* Problems and tasks
1. Answer these questions from the Colombia travel blog:
(a) How much longer was the alternate route from Barranquilla to Medellin?
(b) Which city does the writer plan to visit next?
(c) In what part of the country is the FARC based?
2. In the Colombia travel blog, list in order every place the writer went on the third night of the carnaval.
3. Say whether each statement agrees with the Colombia travel blog, and quote the words that decide it:
(a) The writer slept well on the bus to Medellin.
(b) People in Barranquilla offered to pay for the writer and friends.
(c) In taxis, the price can be settled after the ride.

* Selected passage
________________
My impression of the people of Barranquilla was extremely positive. I have met dozens of extremely hospitable people in my trip, but the energy in Barranquilla, at least during carnaval, was a bit different. People would talk to my friends and I, invite us to join them after the parades, tell us that they would pay for us, that they wanted us to have a good time so that we would leave with a good impression of Barranquilla and its people.

 The third night of the carnaval was also interesting. We went with some new friends first to a club, then to a house, and we ended up at a club at the edge of the city, on the edge of the river. The club was full of people of all ages, all extremely energetic and fun. Milena got angry at me for dancing with some girls, and I got angry at her for trying to be to controlling. By the end of the night it was all good again.

On the last night, there was nothing really going on. We went to a club for a short time, but went to bed a bit early. The next day I headed to the university one more time, then packed up and went to the bus station.

The bus trip from Barranquilla to Medellin was horrendous. The main road between the two cities had been closed, so we took an alternate route of at least 5 more hours. Also, the entire night, the driver had the air conditioning set to ridiculous temperatures. I couldn’t sleep at all. Locals came on the bus with big sweaters and blankets, and these are people from a very hot part of the country. The impression is that people actually buy warm clothes for the bus rides. In any case, around 4 am, I went to the driver and asked him to turn down the a/c. The temperature was comfortable, more or less, until breakfast. As we had left the bus to eat, once again the a/c had been on full blast. I arrived in Medellin miserable and exhausted, and took a good long nap, taking the rest of the evening to relax.

From here, I’m not sure of my plans. I will go to Bogota next, but it could be sometime in the next few days, or maybe the following week. I like Medellin, and it would be a nice place to spend a short while. The nightlife is great. If I get bored, I’ll take off.

Love,

Dan

Tags:

Ella y Yo

February 23rd, 2006

Ella y Yo is the second best reggaeton song.

I´m dedicating this post to answering some questions, and responding to comments.

Jews aren´t under-represented in South America… but the continent could definitely use a lot more pseudo-jews. Too many of the jews here take the chosen people philosophy a bit too seriously.

I havent really had many problems with cockroaches, surprisingly. Ive been in some dirty places, and some hourly hotels, etc., but they were all fairly cockroach free. Nor have I had issues with rats!

I havent seen anybody from the FARC, they´re based more in the south of the country. In Santa Marta there are paramilitaries who are responsible for most of the country´s drug production. The government and the paramilitaries are in a state of relative peace at the moment. They look just like regular Colombian soldiers, which really iis kind of like the guy on Nick`s tatoo.

 Cocaine is all over the place here. In Santa Marta you could ask just about anybody on the street, and they could obtain it for you. I know this only because lots of the tourists in my hotel were sampling the local produce. Also, If you go on this trek to a place called the “lost city” in the mountains near Santa Marta, they take you on a tour of a cocaine factory.

In terms of bargaining and being ripped off, it is almost expected to argue about prices. People never get angry about it. In the end, though, it is always up to the person offering the service as to whether or not you can get it at a normal price. And after the fact, you cant argue; in taxis, for example, you ALWAYS have to agree on prices beforehand.
________________
* Provided information
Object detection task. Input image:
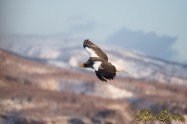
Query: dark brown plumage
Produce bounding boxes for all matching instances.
[80,39,116,82]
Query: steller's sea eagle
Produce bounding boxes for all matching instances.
[79,39,125,82]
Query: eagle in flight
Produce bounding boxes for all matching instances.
[79,39,126,82]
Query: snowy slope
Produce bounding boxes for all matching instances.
[0,36,187,84]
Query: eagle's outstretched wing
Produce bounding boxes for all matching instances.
[83,39,108,62]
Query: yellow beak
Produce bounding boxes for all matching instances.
[79,64,84,67]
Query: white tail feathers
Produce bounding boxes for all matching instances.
[112,63,128,74]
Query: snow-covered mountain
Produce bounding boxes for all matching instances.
[0,36,187,84]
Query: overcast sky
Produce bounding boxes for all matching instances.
[0,0,187,62]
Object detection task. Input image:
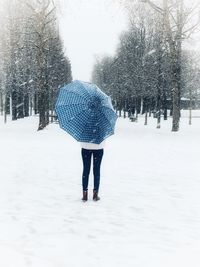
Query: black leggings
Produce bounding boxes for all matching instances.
[81,148,104,192]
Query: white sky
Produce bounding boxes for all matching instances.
[60,0,127,81]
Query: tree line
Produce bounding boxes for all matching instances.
[0,0,72,130]
[92,0,200,131]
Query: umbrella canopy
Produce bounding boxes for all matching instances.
[55,80,117,144]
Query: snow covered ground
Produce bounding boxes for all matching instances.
[0,113,200,267]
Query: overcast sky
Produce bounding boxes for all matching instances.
[60,0,127,81]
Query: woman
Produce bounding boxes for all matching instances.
[81,141,105,201]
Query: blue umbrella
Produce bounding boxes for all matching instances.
[55,80,117,144]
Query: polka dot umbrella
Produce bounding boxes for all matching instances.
[55,80,117,144]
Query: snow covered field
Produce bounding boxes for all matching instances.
[0,113,200,267]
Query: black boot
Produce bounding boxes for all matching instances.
[82,191,88,201]
[93,190,100,201]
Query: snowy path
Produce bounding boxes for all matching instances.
[0,115,200,267]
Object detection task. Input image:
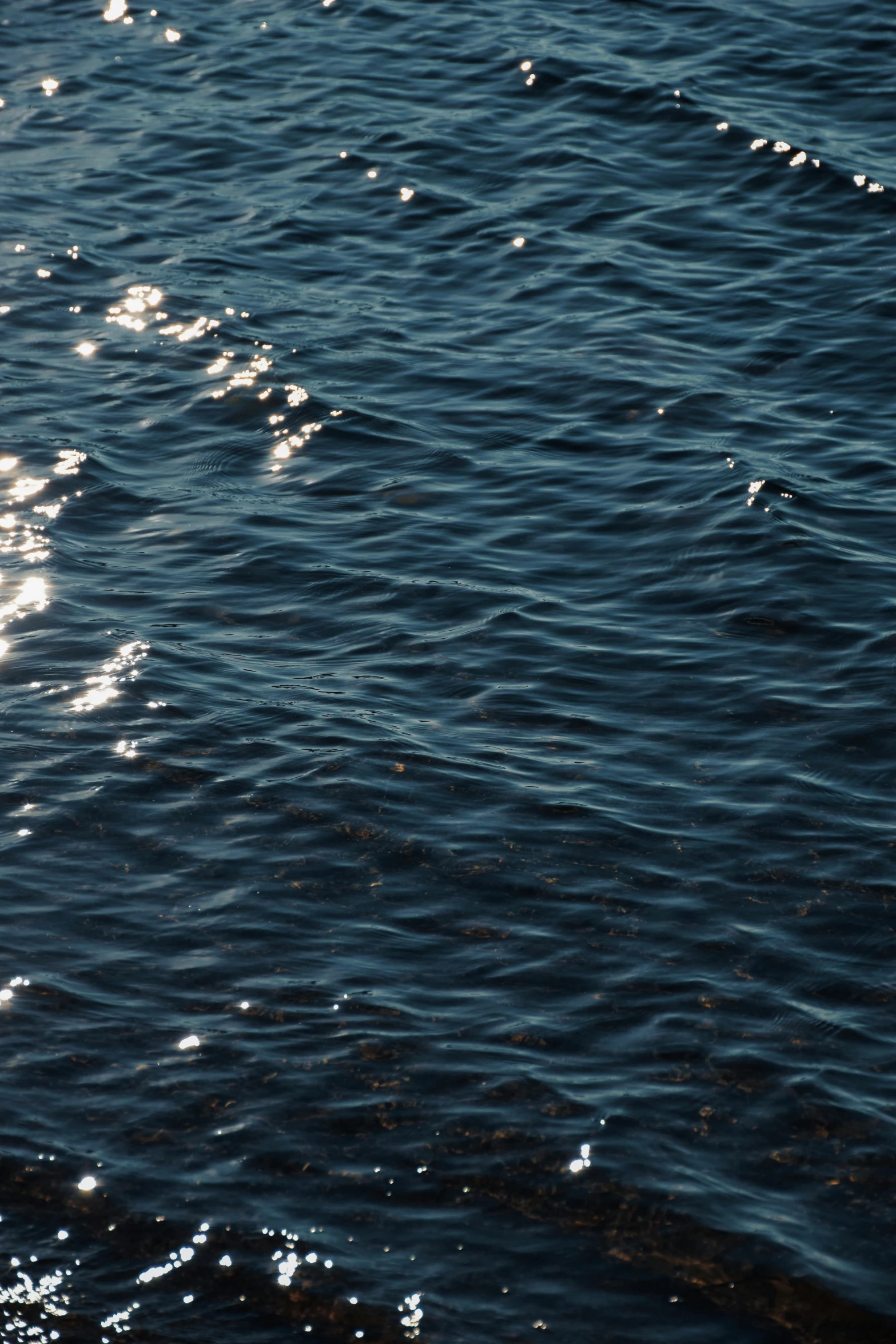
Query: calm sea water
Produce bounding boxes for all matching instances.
[0,0,896,1344]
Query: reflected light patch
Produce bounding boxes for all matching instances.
[0,578,47,630]
[53,448,87,476]
[71,640,149,714]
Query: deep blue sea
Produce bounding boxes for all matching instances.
[0,0,896,1344]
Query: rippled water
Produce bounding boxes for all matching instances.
[0,0,896,1344]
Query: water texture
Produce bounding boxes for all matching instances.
[0,0,896,1344]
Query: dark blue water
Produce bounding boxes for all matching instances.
[0,0,896,1344]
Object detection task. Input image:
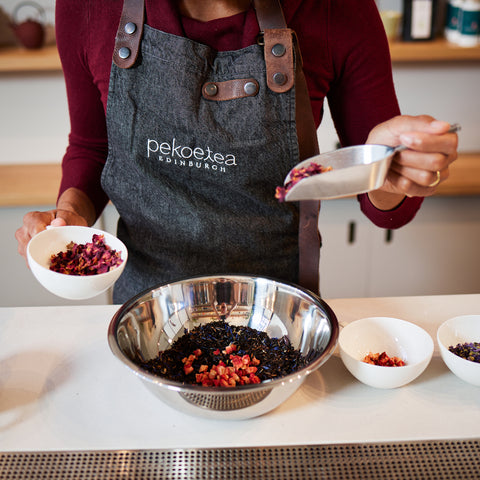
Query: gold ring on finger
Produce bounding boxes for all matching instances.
[429,170,440,187]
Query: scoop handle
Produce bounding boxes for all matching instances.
[392,123,462,153]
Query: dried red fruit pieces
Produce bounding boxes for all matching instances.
[182,344,260,388]
[275,162,332,202]
[363,352,405,367]
[50,234,123,275]
[140,320,309,386]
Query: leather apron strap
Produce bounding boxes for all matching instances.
[254,0,321,293]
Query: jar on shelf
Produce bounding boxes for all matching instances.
[456,0,480,47]
[444,0,465,43]
[402,0,438,42]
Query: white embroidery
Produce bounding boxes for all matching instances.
[147,138,237,172]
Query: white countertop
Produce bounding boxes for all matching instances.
[0,294,480,452]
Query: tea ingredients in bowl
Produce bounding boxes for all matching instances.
[448,342,480,363]
[142,320,309,387]
[362,352,405,367]
[275,162,332,202]
[49,234,123,276]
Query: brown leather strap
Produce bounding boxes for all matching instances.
[202,78,260,102]
[263,28,295,93]
[255,0,321,293]
[113,0,145,68]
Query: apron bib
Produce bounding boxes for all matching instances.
[102,0,318,303]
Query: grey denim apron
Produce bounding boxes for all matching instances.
[102,0,319,303]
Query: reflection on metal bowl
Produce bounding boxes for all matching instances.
[108,275,339,419]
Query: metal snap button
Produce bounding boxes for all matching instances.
[118,47,131,60]
[272,43,287,57]
[124,22,137,35]
[243,82,257,95]
[205,83,218,97]
[273,72,287,85]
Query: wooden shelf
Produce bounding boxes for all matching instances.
[0,39,480,73]
[0,45,62,73]
[390,38,480,63]
[0,153,480,207]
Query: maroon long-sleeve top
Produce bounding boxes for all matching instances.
[56,0,422,228]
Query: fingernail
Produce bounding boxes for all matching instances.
[400,134,416,147]
[430,120,450,130]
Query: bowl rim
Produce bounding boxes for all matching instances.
[26,225,128,279]
[338,316,435,371]
[107,273,340,395]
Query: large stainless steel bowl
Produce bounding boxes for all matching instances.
[108,275,339,419]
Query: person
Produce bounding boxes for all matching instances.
[15,0,458,303]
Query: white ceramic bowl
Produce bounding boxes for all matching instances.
[338,317,433,388]
[27,226,128,300]
[437,315,480,387]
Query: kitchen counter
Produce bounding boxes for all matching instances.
[0,153,480,207]
[0,294,480,458]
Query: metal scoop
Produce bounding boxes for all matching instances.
[284,124,460,202]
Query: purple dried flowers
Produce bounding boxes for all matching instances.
[50,234,123,275]
[275,162,332,202]
[448,342,480,363]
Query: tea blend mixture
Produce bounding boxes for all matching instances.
[49,234,123,275]
[142,320,308,387]
[275,162,332,202]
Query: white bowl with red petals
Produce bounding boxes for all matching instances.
[27,225,128,300]
[338,317,434,388]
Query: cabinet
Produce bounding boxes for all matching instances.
[319,196,480,298]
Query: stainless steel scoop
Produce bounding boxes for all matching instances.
[284,124,460,202]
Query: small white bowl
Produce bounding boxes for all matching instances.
[437,315,480,387]
[338,317,434,388]
[27,226,128,300]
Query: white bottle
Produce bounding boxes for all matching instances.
[457,0,480,47]
[445,0,465,43]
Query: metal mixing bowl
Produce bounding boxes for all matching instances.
[108,275,339,419]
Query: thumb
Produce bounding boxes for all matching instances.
[50,217,67,227]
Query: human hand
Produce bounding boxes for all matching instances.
[15,209,87,260]
[366,115,458,197]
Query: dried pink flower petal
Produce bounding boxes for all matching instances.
[50,234,123,275]
[275,162,332,202]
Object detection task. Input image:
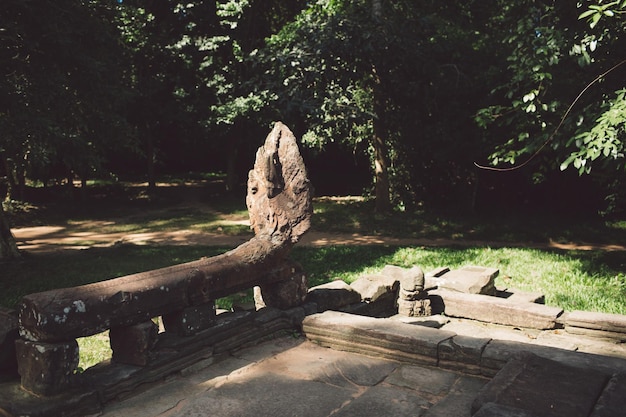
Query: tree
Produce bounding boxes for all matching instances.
[260,0,486,212]
[477,1,626,213]
[0,0,130,198]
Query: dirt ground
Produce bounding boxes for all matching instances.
[12,226,626,253]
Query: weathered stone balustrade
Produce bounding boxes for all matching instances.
[9,123,312,396]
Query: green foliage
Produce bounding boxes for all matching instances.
[578,0,626,29]
[561,89,626,174]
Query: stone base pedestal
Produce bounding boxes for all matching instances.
[255,270,309,310]
[163,303,215,336]
[398,298,433,317]
[109,320,159,366]
[15,339,79,396]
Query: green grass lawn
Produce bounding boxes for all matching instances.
[0,180,626,369]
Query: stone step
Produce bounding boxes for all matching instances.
[472,353,608,417]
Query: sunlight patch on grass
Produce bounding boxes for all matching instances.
[76,330,113,372]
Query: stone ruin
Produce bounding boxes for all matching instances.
[0,123,626,417]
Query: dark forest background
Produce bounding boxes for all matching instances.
[0,0,626,252]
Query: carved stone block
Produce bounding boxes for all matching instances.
[257,268,309,310]
[398,298,432,317]
[163,303,215,336]
[109,320,159,366]
[15,339,79,396]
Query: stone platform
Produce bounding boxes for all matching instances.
[84,311,626,417]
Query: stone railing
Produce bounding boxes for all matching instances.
[9,123,312,396]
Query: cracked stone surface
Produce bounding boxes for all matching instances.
[92,336,488,417]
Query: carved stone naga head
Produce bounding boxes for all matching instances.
[246,122,313,244]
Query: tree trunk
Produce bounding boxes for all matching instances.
[144,126,156,192]
[226,133,241,192]
[2,153,17,201]
[0,203,20,260]
[372,66,391,213]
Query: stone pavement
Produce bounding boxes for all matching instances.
[93,336,488,417]
[90,311,626,417]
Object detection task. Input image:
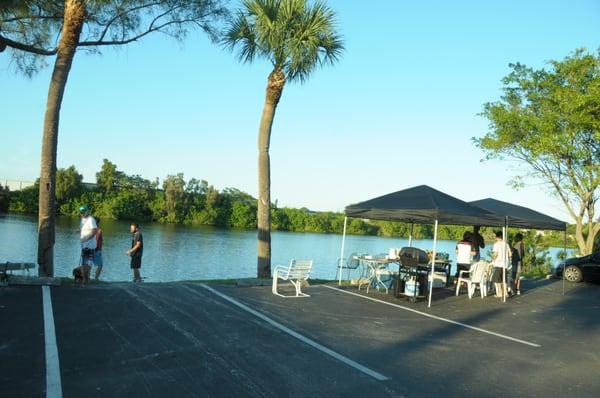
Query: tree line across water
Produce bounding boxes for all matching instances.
[0,159,574,247]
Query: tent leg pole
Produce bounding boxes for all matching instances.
[427,219,437,308]
[563,227,567,296]
[502,219,508,303]
[338,217,348,286]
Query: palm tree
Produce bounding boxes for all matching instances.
[223,0,344,278]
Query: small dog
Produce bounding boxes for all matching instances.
[73,265,89,285]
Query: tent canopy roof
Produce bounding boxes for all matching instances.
[469,198,567,231]
[345,185,505,226]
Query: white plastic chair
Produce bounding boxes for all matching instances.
[456,261,488,298]
[335,253,364,279]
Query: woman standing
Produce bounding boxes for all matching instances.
[492,231,511,297]
[512,232,525,295]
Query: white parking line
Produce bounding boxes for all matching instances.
[42,286,62,398]
[321,285,541,348]
[196,285,388,381]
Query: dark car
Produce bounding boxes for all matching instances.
[554,252,600,283]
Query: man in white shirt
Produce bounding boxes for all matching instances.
[492,231,511,297]
[79,205,98,283]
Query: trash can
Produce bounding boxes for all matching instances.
[394,278,406,297]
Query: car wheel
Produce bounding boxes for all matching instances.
[565,265,583,283]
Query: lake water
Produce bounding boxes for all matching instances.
[0,214,561,282]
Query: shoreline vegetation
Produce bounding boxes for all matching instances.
[0,159,576,248]
[0,159,577,276]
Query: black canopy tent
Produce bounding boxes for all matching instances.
[345,185,504,226]
[469,198,567,295]
[469,198,567,231]
[338,185,505,306]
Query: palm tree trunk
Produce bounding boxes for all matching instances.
[38,0,86,276]
[256,68,285,278]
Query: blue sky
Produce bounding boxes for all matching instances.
[0,0,600,221]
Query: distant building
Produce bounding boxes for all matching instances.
[0,179,33,191]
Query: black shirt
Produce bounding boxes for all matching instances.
[131,231,144,257]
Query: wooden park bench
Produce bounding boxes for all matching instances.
[272,260,312,297]
[0,261,35,283]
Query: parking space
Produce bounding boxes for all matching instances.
[0,286,46,397]
[0,281,600,397]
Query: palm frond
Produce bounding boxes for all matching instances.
[223,0,344,82]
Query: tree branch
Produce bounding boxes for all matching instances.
[98,1,162,41]
[0,15,63,23]
[0,35,58,55]
[77,19,196,47]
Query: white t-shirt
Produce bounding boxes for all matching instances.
[456,242,473,264]
[492,240,510,268]
[79,216,98,250]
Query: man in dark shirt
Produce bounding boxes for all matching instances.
[127,223,144,282]
[471,225,485,262]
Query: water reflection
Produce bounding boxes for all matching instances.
[0,214,572,282]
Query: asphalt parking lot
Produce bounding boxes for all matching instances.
[0,281,600,397]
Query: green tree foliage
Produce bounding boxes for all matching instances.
[474,49,600,254]
[163,173,187,223]
[223,0,343,278]
[56,166,83,206]
[96,159,125,196]
[0,0,226,276]
[0,184,10,213]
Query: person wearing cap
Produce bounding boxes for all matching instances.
[79,205,98,283]
[94,217,104,280]
[471,225,485,262]
[127,222,144,282]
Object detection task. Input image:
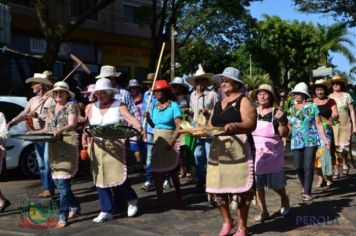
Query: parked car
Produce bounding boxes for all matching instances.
[0,96,40,178]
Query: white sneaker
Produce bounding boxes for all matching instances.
[127,199,138,217]
[93,212,114,223]
[163,179,171,189]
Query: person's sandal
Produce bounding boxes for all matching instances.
[56,220,67,229]
[342,165,350,175]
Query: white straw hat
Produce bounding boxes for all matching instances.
[25,71,53,86]
[213,67,244,84]
[169,77,189,89]
[291,82,310,97]
[186,64,213,87]
[128,79,140,88]
[94,78,118,93]
[46,81,75,98]
[95,65,121,79]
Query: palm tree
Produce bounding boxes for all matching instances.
[317,24,355,66]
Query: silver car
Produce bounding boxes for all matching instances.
[0,96,40,177]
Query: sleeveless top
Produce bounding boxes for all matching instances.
[89,99,122,125]
[317,98,336,119]
[211,95,244,127]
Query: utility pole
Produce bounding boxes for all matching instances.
[171,25,176,81]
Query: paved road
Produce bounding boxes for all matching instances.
[0,155,356,236]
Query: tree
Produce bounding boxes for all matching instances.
[34,0,115,70]
[247,15,320,88]
[294,0,356,27]
[317,24,355,66]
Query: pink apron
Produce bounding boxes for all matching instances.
[252,110,284,174]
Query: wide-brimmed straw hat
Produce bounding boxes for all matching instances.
[330,75,348,85]
[94,78,118,93]
[169,77,189,90]
[313,79,331,89]
[95,65,121,79]
[186,64,214,87]
[213,67,244,84]
[291,82,310,97]
[252,84,276,99]
[128,79,140,88]
[25,70,54,86]
[46,81,75,98]
[153,79,171,91]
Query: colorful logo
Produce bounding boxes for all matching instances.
[19,198,58,229]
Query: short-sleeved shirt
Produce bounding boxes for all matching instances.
[152,101,182,130]
[288,102,320,149]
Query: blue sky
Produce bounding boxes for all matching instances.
[249,0,356,73]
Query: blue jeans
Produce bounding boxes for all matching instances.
[194,139,213,184]
[293,147,316,195]
[34,142,55,189]
[146,133,153,182]
[54,179,80,221]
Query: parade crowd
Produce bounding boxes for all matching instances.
[0,65,356,235]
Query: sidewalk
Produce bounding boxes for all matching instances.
[0,157,356,236]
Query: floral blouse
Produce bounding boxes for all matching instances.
[288,102,320,149]
[48,102,78,130]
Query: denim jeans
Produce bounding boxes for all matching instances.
[293,147,316,195]
[194,139,213,183]
[34,142,55,189]
[146,133,153,182]
[54,179,80,221]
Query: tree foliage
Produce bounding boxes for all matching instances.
[294,0,356,27]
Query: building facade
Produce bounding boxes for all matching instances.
[0,0,152,95]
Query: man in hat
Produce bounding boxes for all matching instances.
[187,65,218,190]
[95,65,140,117]
[7,71,55,197]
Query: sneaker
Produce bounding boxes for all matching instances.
[127,199,138,217]
[163,179,171,189]
[141,181,154,191]
[93,212,114,223]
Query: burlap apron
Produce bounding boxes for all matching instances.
[48,132,79,179]
[206,134,253,193]
[152,129,179,172]
[88,138,127,188]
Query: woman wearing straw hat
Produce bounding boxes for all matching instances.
[169,77,193,178]
[83,78,142,223]
[329,75,356,178]
[206,67,257,236]
[252,84,290,223]
[0,112,11,212]
[288,82,330,201]
[313,79,339,187]
[144,80,182,208]
[7,71,55,197]
[187,64,218,191]
[45,81,80,228]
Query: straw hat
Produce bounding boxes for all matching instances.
[252,84,276,100]
[313,79,331,89]
[95,65,121,79]
[153,79,170,91]
[25,70,54,86]
[128,79,140,88]
[291,82,310,97]
[46,81,75,98]
[213,67,244,84]
[93,78,118,93]
[330,75,348,85]
[186,64,213,87]
[169,77,189,90]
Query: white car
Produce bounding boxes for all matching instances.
[0,96,40,177]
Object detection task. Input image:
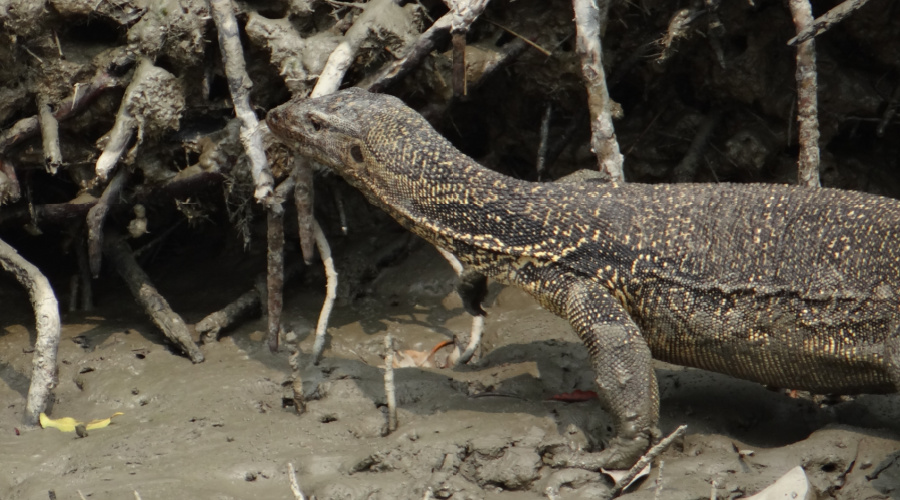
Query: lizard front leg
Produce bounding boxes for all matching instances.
[542,275,659,470]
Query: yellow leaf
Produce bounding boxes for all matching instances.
[41,412,123,432]
[85,411,124,431]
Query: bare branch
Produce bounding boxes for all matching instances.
[788,0,869,45]
[788,0,819,187]
[0,236,60,425]
[572,0,625,182]
[209,0,275,204]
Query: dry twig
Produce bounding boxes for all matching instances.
[384,333,397,435]
[209,0,275,204]
[103,234,204,363]
[788,0,819,187]
[310,0,400,97]
[0,236,60,425]
[38,95,62,175]
[266,203,284,352]
[612,425,687,498]
[788,0,869,45]
[312,219,338,365]
[0,49,134,155]
[572,0,625,182]
[288,462,306,500]
[87,168,128,278]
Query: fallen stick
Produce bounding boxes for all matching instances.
[435,247,484,366]
[611,425,687,498]
[103,234,204,363]
[87,168,128,278]
[788,0,820,187]
[266,203,284,352]
[0,157,22,207]
[38,95,62,175]
[0,49,134,156]
[0,236,60,426]
[572,0,625,182]
[209,0,275,204]
[312,219,338,365]
[361,12,453,92]
[788,0,869,45]
[673,109,722,182]
[288,462,306,500]
[384,333,397,436]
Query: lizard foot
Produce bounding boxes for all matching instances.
[543,435,650,472]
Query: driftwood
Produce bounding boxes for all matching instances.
[103,234,204,363]
[0,236,60,426]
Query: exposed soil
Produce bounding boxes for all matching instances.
[0,0,900,500]
[0,240,900,500]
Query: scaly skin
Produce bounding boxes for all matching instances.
[268,89,900,468]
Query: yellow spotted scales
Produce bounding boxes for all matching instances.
[267,89,900,468]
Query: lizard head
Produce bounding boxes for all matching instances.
[266,88,428,195]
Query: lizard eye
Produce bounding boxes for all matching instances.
[350,146,363,163]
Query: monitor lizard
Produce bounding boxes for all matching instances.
[267,89,900,468]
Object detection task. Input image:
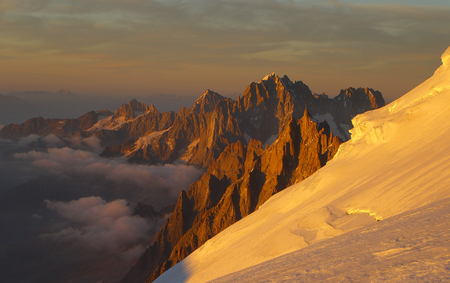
________________
* The results
1.
(a) At least 5 more hours.
(b) Bogota.
(c) More in the south of the country.

2. A club, a house, and a club at the edge of the city, on the edge of the river.

3.
(a) No: "I couldn’t sleep at all."
(b) Yes: "tell us that they would pay for us"
(c) No: "in taxis, for example, you ALWAYS have to agree on prices beforehand."